Excerpt to read
—————
  7. docjenser

    docjenser Well-Known Member Industry Professional Forum Leader

    New units do not need 10-12 gpm. With EWT in an open system in the upper 50s, or maybe touching 60F, you need only 1.5-2 gpm/ton.
  8. stew1340

    stew1340 New Member

    TY docjenser
  9. ==================================================
    I am retired hvac and blog in a separate area of the website. We all want complete instrumentation and rarely have it. NA (at a glance) simply means not available. I've seen it for twenty years when my facility doesn't want to spend an extra dime.
    to get an honest flow reading, or purchase instrumentation or something else. It means spending money on electronic flow instrumention which needs to be recalibrated say every 15 months. It can be done, but it costs extra money. I had electronic flow meters monitoring chemicals added to my commercial water towers automatically. They work. They fail. You find them for $400.00 on the internet and replace them. Or you let the water testing company replace them for a $700.00 bill, each.

    The standard "orthodox" way of verifying measured water flow is to manually plug a low value ( 0 - 10 psi ) water pressure gauge into both inlet and outlet "Pete's ports" and read pressure drop against the flow charts included with the heat pump. You set your flows from that. That is probably NOT done by 40% of installers. BUT, even if you get a good reading, is that a lifetime adjustment ? I doubt it. Seasons change.

    What I now share may be controversial. I am personally more interested in inlet and outlet water temperatures. I have accurate electronic instrumentation that gives me a live indication of those temperatures. My manufacturer has told me that I should not have a leaving water temperature below 45 degrees in winter. (We are assuming charge is correct, when it isn't your unit will lock out in winter) I also bought a plexiglass mechanical flow meter (see my blog) (I used similar ones at work to monitor chemical feed into cooling water towers) that indicates in real time WHAT my water flow IS. Because I use an on/off well pump system, I can watch the piston go up and the piston go down, HUGE help for adjustments ! I use "generally accepted hvac rules" and their "range" for delta t and check them 2 - 4 times a year, spring and fall, especially winter. How much heat has the heat exchange coil picked up in the summer ? How much heat has been absorbed as it enterred the heat exchange coil in winter ? If I believe that the delta 'T" is too high, in the summer, I increase water flow. EDIT May 19 2018 : (Can't believe I what posted earlier) If I saw a delta "T" of 6 degrees in the winter, I would CORRECTION: INCREASE water flow slightly past October, AND WATCH TEMPERATURE OUTLET READINGS. Increased water flow in winter = more available heat present in the water,

    Works for me.
    Last edited: May 19, 2018
  10. docjenser

    docjenser Well-Known Member Industry Professional Forum Leader

    Generally your approach is not a problem, but it requires a full functioning refrigerant circuit. If there is an issue with the refrigerant circuit, your temperature method might mask an underlying problem, which you are not alerted to.
—————
Dataset
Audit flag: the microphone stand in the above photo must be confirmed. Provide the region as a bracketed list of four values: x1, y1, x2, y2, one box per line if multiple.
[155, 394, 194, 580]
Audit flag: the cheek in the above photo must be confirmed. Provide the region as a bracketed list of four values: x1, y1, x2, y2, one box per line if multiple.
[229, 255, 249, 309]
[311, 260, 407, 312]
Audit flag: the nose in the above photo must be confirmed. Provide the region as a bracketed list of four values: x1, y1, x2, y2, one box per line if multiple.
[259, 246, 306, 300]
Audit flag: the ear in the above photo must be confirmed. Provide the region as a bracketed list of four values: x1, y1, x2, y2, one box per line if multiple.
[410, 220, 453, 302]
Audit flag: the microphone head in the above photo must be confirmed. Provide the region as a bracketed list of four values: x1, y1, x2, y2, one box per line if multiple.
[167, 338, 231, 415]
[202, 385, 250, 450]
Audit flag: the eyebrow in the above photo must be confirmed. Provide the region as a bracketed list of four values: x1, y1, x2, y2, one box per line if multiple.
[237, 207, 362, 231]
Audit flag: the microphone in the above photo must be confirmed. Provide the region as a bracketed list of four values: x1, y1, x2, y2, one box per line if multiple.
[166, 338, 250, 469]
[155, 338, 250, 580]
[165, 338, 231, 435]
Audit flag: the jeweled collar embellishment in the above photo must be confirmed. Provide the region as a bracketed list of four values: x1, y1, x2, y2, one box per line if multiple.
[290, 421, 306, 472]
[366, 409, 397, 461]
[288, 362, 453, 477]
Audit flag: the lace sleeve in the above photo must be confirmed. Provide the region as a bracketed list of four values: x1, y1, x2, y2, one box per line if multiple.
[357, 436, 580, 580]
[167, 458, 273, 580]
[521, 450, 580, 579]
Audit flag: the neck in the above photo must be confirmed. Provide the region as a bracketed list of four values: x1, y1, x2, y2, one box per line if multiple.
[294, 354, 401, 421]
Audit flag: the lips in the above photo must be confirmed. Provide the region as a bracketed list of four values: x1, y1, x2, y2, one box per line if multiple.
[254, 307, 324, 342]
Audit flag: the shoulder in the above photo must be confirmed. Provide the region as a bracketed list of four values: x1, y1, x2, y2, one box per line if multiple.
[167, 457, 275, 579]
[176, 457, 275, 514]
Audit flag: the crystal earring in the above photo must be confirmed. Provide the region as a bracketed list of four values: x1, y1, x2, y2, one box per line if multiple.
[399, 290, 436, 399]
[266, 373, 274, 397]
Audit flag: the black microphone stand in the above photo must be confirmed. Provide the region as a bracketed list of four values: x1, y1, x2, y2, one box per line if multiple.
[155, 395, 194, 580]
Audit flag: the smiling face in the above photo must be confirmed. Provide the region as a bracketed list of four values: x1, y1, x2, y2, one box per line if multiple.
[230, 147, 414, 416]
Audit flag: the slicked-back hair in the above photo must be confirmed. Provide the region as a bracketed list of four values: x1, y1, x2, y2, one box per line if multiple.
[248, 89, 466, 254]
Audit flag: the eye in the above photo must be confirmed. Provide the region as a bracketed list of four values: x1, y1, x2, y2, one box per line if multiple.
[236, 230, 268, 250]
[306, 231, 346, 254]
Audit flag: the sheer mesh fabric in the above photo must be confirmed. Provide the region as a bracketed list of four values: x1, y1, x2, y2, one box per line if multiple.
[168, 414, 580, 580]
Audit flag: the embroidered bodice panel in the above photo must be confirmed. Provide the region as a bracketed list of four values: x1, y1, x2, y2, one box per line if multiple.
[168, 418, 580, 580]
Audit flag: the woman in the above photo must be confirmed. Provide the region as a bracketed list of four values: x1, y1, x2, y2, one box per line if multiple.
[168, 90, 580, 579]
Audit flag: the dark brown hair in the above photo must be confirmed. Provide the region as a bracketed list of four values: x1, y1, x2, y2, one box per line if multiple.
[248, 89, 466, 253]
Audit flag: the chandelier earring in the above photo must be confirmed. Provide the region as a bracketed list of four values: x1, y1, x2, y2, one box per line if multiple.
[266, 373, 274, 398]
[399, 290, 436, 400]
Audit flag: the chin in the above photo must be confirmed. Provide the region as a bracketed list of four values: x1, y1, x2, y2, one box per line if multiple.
—————
Work task 1
From the forum thread on heat pump water flow, reproduce everything from "8. stew1340" down to "an extra dime.".
Work task 2
Answer these questions using the forum thread on heat pump water flow.
(a) How many gallons per minute per ton do new units need when the entering water temperature is in the upper 50s?
(b) What is the lowest leaving water temperature in winter that the manufacturer allows?
(c) What pressure range does the gauge used in the standard method of verifying water flow have?
The lines shown with the text were taken from a different source.

Answer 1
8. stew1340

    stew1340 New Member

    TY docjenser
  9. ==================================================
    I am retired hvac and blog in a separate area of the website. We all want complete instrumentation and rarely have it. NA (at a glance) simply means not available. I've seen it for twenty years when my facility doesn't want to spend an extra dime.

Answer 2
(a) 1.5-2 gpm/ton
(b) 45 degrees
(c) 0 - 10 psi